### EXCERPT PROVIDED
>> Begin
That's fine, it didn't "offend" me.

My *assumption* is that it will be a mix of simple AM type questions, and more difficult PM type questions, but all in the same discipline. But they could assume that since people are specializing they can give much more difficult questions, and more calculations. Nobody knows.

I didn't really have a big issue with what you wrote anyway. I more objected to the person who wrote "it's not that tough" or something like that. I have no idea how they could know that.


----------



## FairhopeEE (Jan 10, 2009)

benbo said:


> I more objected to the person who wrote "it's not that tough" or something like that. I have no idea how they could know that.


I guess the bottom line is that no one will really know until April; I'm just happy that I'll have to let someone else fill me in 

Would be interested to know if there is any difference in the level of difficulty in the a.m. and p.m. sessions. I can't really say if that was the case on my exam; I was so worn out that I just wanted to get home and crash. No worries about me violating the NCEES agreement; hell, I can't remember any of it!


----------



## Deadbeat_Mike (Jan 31, 2009)

It seems that PPI has basically reissued EERM with the new exam objectives/format and NEC 2008 as the new standard.

I look forward to hearing if there is any difference in focus or question types within the selected exam topic (power, elec, comp) between am and pm sessions.


----------
>> End
### INFORMATION PROVIDED
>> Begin
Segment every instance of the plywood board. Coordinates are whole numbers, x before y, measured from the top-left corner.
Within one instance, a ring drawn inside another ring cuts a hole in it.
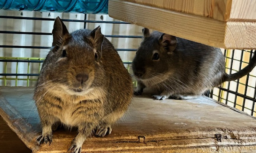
>> End
### REQUESTS
#1 In the forum thread, by what month does FairhopeEE say no one will really know?
#2 Return the portion of the forum thread that starts at the words "Would be interested" and ends after "(Jan 31, 2009)", with no changes.

### RESULTS OF THE TASKS
#1 April

#2
Would be interested to know if there is any difference in the level of difficulty in the a.m. and p.m. sessions. I can't really say if that was the case on my exam; I was so worn out that I just wanted to get home and crash. No worries about me violating the NCEES agreement; hell, I can't remember any of it!


----------



## Deadbeat_Mike (Jan 31, 2009)